### RECORDS SUPPLIED
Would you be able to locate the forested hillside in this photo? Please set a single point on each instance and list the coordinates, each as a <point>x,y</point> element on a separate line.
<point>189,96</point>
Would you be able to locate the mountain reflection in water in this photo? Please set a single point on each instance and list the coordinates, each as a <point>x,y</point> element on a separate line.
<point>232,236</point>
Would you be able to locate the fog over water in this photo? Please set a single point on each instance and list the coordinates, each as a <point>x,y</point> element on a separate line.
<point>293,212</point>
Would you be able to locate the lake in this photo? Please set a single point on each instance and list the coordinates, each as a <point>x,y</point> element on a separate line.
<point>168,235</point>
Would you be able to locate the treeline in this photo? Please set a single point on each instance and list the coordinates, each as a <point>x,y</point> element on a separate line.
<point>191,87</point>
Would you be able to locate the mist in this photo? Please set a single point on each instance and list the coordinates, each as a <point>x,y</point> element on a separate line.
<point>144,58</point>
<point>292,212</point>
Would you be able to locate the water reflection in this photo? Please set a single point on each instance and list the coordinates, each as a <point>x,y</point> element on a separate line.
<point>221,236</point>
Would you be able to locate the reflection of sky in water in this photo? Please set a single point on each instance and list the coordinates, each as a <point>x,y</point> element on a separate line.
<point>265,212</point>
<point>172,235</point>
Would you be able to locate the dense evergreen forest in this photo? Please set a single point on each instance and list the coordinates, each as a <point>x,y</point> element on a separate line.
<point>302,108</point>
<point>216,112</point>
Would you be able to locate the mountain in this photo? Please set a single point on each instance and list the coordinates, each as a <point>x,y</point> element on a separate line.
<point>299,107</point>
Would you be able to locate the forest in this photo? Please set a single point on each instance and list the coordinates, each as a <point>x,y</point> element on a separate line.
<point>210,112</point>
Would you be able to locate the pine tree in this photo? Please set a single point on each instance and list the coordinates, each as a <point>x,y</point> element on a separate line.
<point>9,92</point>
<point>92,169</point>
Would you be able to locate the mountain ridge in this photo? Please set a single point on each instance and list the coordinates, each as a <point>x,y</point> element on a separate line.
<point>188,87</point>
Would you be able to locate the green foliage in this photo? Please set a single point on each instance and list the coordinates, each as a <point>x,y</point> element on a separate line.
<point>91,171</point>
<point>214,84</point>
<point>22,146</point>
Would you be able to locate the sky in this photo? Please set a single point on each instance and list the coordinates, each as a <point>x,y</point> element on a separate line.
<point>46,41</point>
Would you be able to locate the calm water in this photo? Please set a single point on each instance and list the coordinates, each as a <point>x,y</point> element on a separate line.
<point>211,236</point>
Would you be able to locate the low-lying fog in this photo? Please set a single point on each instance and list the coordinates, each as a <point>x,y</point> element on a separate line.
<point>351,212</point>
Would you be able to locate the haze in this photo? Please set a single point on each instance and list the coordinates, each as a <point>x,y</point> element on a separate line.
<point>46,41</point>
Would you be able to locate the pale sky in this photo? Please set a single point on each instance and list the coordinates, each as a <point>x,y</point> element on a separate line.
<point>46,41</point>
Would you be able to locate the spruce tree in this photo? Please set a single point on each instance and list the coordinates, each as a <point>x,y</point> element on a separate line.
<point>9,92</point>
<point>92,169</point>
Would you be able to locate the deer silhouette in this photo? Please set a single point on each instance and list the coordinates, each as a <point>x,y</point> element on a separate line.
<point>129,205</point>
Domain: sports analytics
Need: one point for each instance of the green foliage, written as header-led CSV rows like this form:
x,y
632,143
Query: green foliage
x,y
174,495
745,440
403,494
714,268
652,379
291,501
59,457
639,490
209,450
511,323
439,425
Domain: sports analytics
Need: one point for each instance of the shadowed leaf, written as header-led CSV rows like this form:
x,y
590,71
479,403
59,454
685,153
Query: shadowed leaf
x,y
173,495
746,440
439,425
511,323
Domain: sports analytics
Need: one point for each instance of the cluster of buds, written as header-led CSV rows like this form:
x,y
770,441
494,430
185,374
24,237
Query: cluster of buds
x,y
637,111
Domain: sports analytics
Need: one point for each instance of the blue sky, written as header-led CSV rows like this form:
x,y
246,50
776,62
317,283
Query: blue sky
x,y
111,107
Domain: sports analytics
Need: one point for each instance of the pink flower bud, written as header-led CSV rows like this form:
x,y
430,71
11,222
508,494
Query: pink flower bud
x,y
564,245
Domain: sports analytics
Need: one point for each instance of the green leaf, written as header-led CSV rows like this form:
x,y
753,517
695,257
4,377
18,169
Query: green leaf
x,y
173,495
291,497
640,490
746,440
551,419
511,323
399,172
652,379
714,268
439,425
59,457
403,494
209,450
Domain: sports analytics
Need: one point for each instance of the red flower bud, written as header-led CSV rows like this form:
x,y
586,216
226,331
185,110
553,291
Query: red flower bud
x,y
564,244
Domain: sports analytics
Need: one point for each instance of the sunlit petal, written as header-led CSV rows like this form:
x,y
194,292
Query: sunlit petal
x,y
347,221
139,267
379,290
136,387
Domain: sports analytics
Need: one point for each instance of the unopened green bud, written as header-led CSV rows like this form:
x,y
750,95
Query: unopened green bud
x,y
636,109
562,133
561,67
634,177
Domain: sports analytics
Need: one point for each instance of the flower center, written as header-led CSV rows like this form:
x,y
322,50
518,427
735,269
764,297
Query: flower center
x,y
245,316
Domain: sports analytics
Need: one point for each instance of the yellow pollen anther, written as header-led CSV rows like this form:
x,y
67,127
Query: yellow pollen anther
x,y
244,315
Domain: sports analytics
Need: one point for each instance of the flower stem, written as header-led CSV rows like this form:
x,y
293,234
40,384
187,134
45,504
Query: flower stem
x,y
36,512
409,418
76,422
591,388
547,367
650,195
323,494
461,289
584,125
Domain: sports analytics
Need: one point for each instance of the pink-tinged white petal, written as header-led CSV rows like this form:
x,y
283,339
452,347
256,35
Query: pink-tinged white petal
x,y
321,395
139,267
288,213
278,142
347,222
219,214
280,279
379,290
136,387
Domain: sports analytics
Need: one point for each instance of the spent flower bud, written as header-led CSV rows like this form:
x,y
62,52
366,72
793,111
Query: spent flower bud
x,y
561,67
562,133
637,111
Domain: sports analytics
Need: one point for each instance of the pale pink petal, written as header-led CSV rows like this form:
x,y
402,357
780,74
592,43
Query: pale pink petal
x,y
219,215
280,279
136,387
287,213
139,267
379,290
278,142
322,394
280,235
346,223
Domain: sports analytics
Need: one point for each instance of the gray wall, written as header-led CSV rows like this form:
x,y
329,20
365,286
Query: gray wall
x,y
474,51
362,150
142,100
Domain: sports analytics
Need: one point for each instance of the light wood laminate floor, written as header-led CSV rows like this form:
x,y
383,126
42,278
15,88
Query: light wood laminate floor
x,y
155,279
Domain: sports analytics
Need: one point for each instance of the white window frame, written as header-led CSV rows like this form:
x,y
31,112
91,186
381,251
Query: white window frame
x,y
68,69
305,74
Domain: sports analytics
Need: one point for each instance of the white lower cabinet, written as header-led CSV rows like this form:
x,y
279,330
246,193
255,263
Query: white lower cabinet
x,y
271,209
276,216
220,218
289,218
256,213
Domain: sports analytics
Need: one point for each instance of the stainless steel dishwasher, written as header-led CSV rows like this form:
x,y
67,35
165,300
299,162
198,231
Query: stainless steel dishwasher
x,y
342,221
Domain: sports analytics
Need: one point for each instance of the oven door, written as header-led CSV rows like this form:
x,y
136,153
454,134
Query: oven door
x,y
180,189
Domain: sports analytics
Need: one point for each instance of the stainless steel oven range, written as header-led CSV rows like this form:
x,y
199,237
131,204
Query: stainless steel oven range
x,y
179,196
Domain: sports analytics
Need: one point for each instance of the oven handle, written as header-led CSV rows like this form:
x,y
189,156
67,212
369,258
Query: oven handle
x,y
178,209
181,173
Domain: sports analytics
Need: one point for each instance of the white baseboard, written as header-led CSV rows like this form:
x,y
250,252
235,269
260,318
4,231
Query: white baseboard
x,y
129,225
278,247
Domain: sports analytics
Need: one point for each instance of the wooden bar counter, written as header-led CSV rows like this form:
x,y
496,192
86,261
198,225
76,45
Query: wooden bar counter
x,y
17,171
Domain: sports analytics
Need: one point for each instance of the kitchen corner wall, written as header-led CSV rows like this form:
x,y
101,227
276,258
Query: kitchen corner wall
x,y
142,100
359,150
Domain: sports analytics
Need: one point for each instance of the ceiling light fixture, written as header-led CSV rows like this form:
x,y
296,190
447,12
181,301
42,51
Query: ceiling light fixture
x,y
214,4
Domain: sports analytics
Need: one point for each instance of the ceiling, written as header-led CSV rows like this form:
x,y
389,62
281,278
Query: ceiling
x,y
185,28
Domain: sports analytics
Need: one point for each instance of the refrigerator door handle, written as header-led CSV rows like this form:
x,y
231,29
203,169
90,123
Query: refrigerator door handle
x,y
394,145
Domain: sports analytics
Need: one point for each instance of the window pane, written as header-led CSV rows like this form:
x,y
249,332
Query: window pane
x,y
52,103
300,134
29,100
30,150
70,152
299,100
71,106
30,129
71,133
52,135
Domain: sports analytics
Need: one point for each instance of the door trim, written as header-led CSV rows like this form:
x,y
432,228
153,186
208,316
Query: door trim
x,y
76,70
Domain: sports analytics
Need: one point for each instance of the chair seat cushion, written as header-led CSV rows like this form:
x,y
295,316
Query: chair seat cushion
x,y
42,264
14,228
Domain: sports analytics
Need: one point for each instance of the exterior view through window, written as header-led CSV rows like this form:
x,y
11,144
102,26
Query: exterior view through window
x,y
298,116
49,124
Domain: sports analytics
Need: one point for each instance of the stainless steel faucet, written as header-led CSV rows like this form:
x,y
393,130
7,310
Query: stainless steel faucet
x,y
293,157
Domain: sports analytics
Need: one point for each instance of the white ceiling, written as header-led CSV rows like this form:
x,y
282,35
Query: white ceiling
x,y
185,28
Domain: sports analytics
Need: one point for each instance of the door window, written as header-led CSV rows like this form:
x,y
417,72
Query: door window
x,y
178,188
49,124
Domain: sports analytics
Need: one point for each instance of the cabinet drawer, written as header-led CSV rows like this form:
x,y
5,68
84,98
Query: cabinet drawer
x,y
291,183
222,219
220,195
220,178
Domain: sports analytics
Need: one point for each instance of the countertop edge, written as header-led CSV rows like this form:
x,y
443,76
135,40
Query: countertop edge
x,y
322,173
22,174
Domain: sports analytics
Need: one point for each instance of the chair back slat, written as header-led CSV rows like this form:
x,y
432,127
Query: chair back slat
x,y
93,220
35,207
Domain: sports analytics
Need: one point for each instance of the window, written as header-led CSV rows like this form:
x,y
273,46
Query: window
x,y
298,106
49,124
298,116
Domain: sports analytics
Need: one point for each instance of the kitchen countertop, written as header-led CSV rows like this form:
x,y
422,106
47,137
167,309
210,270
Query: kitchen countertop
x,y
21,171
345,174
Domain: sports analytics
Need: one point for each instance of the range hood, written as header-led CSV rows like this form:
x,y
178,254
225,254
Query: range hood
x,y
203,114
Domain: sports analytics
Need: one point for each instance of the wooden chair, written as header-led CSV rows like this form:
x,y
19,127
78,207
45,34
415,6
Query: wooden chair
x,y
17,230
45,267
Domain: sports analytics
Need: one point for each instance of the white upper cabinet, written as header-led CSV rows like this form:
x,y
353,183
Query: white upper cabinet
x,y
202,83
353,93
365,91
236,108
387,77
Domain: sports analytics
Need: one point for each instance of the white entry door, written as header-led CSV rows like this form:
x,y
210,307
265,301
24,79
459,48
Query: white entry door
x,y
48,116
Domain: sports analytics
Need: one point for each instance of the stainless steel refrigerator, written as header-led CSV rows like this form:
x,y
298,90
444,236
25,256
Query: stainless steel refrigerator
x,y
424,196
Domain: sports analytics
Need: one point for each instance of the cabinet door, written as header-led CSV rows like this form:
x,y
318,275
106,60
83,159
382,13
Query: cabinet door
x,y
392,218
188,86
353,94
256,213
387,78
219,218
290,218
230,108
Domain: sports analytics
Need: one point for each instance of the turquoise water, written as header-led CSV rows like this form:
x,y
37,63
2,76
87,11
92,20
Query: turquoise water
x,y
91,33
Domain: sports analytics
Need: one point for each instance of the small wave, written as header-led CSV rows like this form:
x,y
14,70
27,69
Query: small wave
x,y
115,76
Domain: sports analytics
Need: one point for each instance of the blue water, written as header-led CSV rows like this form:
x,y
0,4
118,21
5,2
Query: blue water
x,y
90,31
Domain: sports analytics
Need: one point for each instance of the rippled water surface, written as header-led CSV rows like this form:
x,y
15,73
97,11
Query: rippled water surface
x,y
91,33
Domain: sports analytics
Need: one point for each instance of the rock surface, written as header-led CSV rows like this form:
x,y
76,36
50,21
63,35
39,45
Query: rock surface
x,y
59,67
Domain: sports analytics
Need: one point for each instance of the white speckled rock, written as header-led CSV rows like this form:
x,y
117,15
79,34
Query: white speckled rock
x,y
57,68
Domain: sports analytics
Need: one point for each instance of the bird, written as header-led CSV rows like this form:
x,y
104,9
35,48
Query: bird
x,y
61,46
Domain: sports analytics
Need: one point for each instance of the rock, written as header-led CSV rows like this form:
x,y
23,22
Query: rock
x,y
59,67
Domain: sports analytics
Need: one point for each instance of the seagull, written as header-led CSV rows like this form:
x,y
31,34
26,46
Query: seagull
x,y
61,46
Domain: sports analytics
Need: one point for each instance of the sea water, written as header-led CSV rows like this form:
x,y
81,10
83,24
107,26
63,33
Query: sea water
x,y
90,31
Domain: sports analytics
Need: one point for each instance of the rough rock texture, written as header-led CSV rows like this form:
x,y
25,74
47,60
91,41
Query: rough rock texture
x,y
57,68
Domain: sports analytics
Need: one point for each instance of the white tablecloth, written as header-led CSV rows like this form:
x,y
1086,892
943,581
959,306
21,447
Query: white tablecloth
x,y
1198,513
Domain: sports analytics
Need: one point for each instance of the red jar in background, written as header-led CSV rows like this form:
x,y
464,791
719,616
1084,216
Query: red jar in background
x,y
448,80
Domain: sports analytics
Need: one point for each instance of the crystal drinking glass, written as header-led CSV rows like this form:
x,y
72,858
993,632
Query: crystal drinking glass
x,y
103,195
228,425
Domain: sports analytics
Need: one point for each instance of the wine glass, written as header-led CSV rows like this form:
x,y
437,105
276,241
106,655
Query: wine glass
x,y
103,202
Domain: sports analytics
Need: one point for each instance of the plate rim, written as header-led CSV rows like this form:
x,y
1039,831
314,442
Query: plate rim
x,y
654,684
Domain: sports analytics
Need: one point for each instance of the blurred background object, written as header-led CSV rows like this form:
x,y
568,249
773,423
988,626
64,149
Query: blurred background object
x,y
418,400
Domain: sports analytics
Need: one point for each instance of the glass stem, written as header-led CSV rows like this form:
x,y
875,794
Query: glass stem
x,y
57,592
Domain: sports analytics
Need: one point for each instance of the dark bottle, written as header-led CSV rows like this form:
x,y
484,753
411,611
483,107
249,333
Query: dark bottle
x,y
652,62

### EXERCISE
Write out, please, only the lines from the one with "Query: glass stem" through the last line above, both included and unchanged.

### EXERCISE SOLUTION
Query: glass stem
x,y
57,592
Domain: sports analytics
Need: one point for each instance of the dark bottle, written as header-led CSV rows like this form:
x,y
484,753
411,611
483,107
249,333
Query: dark bottle
x,y
652,62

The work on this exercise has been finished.